● WHAT TO PRODUCE: The response should contain only those lines of the entries below that include the string "window".

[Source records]

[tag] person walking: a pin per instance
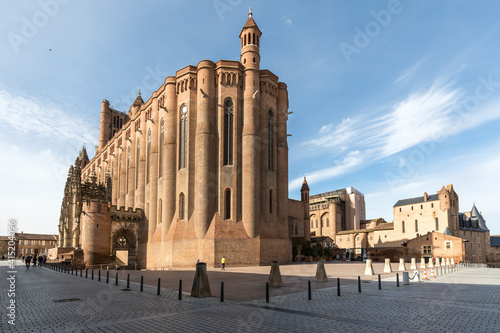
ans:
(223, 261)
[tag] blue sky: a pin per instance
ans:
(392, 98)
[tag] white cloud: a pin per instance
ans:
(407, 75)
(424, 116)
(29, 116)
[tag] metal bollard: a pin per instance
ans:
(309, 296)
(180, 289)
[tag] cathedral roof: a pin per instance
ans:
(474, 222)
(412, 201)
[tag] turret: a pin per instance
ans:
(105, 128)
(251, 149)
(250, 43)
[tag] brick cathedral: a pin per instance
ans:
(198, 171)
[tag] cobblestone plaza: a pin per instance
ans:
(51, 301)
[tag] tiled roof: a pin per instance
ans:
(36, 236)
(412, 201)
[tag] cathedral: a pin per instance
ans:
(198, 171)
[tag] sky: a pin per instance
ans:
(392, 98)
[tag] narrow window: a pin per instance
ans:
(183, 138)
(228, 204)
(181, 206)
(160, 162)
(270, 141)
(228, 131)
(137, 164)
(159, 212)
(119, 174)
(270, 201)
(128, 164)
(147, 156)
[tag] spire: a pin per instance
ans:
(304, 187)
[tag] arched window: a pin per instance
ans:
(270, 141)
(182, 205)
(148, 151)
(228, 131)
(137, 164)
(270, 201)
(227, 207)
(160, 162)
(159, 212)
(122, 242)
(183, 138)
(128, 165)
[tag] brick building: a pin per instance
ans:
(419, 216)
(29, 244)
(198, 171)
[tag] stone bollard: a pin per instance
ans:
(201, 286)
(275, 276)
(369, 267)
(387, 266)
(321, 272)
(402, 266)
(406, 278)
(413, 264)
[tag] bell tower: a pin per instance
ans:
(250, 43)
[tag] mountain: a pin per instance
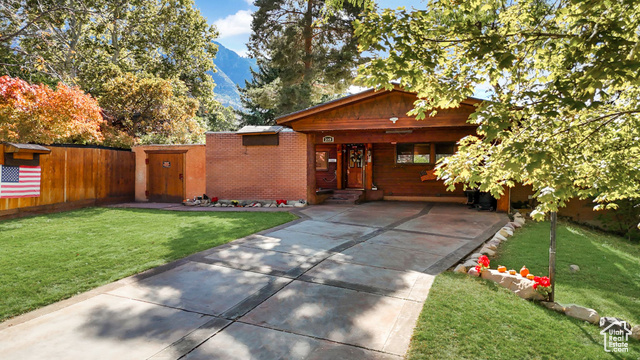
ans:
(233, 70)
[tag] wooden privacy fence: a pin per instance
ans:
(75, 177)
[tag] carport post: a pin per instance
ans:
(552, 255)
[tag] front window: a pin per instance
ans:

==

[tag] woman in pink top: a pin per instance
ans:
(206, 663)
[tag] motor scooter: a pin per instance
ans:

==

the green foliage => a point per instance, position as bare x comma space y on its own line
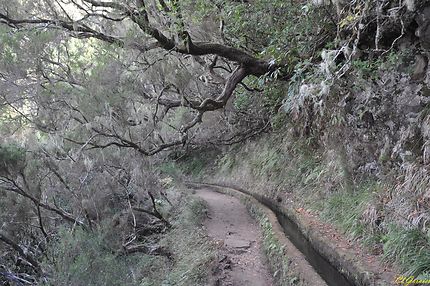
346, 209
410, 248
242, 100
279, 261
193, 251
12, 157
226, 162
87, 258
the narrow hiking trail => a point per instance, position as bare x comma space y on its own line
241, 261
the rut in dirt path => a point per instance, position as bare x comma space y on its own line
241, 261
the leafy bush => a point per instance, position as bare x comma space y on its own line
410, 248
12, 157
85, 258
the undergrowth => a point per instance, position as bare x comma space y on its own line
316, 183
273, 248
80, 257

● RESPONSE BELOW:
[tag] narrow window: a pin per instance
[tag] arched window: a pin per instance
[tag] front window: a pin per instance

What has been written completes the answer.